[Provided data]:
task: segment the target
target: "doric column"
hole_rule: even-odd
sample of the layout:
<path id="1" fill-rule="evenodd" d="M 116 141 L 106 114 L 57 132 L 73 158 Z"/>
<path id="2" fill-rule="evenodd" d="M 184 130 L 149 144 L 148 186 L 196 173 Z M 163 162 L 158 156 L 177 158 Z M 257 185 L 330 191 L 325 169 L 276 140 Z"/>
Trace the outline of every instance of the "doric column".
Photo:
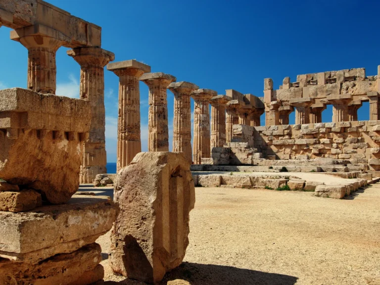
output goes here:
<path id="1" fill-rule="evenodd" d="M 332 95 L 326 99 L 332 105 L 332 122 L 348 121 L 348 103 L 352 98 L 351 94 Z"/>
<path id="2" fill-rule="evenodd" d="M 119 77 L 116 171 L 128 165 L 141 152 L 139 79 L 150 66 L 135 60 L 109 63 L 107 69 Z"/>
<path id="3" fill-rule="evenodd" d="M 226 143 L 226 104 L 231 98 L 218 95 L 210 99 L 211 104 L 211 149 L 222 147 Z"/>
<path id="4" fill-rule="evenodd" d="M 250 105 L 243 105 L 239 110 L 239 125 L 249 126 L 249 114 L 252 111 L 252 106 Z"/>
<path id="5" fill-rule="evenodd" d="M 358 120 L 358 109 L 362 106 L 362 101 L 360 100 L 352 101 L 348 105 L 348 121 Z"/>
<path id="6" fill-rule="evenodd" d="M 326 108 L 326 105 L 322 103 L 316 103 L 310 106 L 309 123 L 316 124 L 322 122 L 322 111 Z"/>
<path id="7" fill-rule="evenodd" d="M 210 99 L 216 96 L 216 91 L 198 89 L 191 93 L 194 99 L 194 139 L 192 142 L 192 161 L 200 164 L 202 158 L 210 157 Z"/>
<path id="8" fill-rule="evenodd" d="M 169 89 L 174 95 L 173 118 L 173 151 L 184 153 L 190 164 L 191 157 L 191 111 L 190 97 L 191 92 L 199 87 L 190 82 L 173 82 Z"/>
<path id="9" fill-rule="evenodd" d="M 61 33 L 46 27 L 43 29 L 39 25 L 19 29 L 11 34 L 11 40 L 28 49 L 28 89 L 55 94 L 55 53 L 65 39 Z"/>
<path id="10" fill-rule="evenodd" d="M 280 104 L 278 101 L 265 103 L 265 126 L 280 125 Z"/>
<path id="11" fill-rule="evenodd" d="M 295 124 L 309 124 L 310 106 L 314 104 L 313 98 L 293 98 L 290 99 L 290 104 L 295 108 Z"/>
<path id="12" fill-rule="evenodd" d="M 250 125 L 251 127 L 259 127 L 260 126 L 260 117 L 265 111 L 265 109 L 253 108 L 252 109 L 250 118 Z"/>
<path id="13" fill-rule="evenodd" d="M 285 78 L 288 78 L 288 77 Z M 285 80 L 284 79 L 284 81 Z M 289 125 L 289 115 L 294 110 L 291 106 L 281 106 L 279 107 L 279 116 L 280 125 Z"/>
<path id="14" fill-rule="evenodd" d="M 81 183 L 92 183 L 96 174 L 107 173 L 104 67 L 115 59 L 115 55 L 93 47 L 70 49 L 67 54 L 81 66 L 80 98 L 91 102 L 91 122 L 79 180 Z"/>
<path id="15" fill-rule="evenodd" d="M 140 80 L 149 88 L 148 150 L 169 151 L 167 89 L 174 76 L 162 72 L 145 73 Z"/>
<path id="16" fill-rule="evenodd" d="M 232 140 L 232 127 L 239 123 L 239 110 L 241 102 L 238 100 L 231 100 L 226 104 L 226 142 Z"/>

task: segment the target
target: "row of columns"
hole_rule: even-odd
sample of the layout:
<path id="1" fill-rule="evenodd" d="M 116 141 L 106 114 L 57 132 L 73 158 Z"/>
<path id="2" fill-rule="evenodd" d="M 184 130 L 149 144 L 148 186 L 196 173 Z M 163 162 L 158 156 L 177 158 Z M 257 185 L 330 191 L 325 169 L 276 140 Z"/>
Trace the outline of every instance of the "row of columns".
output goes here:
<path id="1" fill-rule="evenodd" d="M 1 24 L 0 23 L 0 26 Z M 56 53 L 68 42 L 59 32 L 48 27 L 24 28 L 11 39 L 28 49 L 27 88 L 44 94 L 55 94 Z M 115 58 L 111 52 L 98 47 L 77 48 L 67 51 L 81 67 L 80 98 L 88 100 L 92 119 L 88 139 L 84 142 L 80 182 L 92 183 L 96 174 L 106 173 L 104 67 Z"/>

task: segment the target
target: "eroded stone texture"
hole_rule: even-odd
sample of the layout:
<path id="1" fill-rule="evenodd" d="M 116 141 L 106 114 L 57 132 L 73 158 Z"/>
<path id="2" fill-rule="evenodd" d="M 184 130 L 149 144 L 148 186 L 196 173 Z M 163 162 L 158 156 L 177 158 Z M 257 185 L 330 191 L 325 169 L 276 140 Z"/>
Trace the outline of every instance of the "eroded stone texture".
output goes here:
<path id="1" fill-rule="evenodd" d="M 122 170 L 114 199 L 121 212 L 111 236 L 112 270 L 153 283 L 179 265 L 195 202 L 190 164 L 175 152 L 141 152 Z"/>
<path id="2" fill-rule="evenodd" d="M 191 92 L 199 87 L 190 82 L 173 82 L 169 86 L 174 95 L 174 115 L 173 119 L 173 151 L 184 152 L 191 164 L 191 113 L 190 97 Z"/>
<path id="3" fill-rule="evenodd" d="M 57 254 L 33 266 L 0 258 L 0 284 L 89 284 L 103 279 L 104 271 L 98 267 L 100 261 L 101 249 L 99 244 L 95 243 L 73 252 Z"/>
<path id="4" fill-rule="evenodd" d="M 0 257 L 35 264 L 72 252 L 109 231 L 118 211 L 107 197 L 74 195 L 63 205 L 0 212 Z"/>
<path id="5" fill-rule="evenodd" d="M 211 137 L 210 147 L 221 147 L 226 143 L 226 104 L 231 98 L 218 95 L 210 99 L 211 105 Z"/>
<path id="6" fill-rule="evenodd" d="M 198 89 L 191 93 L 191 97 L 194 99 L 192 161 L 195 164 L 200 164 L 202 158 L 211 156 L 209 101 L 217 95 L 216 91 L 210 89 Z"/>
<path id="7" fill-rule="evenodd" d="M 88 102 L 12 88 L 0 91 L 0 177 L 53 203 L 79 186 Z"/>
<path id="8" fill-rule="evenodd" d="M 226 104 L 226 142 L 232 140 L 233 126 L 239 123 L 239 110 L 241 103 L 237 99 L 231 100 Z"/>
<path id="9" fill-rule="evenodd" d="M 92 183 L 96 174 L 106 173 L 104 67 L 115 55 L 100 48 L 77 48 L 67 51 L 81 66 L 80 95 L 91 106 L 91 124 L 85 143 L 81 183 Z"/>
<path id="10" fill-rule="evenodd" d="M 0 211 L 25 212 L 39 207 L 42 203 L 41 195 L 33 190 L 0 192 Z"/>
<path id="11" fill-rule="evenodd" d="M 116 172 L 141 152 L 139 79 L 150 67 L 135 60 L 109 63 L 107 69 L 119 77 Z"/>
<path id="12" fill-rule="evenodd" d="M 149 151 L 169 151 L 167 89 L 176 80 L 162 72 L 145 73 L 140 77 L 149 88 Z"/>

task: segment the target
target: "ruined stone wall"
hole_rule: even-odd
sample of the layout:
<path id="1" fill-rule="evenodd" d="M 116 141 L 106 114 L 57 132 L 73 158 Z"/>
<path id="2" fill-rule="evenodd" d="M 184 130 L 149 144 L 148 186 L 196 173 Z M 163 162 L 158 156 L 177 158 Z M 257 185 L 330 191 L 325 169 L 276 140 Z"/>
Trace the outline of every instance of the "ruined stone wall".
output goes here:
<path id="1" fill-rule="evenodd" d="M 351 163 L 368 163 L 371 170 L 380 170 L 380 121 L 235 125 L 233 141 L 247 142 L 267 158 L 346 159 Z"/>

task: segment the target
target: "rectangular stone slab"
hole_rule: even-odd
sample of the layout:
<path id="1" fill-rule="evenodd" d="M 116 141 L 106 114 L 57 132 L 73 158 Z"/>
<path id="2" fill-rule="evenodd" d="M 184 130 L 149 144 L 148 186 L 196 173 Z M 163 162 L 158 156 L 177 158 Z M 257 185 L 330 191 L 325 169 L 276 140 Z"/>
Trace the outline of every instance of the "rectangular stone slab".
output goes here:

[What you should do]: Edit the lines from the first one up to and including the line with "332 95 L 326" by replacing "doric column" with "ionic column", leaving everything else unchanged. Leave the pictures out of your answer.

[In response]:
task: segment the target
target: "ionic column"
hole_rule: even-odd
sample of the layout:
<path id="1" fill-rule="evenodd" d="M 116 141 L 106 114 L 57 132 L 73 158 Z"/>
<path id="2" fill-rule="evenodd" d="M 184 130 L 149 144 L 148 186 L 196 173 Z M 163 162 L 158 156 L 177 158 Z M 257 185 L 330 191 L 325 169 L 276 140 Z"/>
Trace the outline of every instance of the "ionic column".
Photo:
output goes here:
<path id="1" fill-rule="evenodd" d="M 332 95 L 326 99 L 332 105 L 332 122 L 348 121 L 348 103 L 352 98 L 351 94 Z"/>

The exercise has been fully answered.